= Task statement =
Tally the lines in the data below that contain the string "woman", and give only the number.

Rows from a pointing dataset
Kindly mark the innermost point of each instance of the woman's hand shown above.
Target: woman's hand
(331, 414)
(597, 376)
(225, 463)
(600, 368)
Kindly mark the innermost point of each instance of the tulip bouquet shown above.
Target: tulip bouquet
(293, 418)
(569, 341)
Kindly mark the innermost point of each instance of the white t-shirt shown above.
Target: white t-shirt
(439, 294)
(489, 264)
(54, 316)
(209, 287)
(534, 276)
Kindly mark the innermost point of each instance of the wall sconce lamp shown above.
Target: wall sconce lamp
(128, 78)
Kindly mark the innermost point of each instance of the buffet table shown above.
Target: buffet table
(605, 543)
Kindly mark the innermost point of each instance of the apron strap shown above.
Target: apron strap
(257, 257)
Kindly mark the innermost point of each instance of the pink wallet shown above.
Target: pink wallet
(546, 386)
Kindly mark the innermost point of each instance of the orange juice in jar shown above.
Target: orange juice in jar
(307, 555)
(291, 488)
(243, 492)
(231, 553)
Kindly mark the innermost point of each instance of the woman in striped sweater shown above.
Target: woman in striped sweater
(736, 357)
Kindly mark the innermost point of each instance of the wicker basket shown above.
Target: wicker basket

* * *

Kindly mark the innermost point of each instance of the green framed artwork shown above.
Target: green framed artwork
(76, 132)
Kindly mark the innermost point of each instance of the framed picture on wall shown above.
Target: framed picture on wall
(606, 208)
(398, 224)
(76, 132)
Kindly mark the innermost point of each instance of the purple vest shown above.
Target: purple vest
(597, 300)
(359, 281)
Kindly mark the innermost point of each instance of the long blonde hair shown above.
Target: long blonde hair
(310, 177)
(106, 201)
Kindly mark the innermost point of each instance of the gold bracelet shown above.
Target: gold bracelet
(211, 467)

= Complete output =
4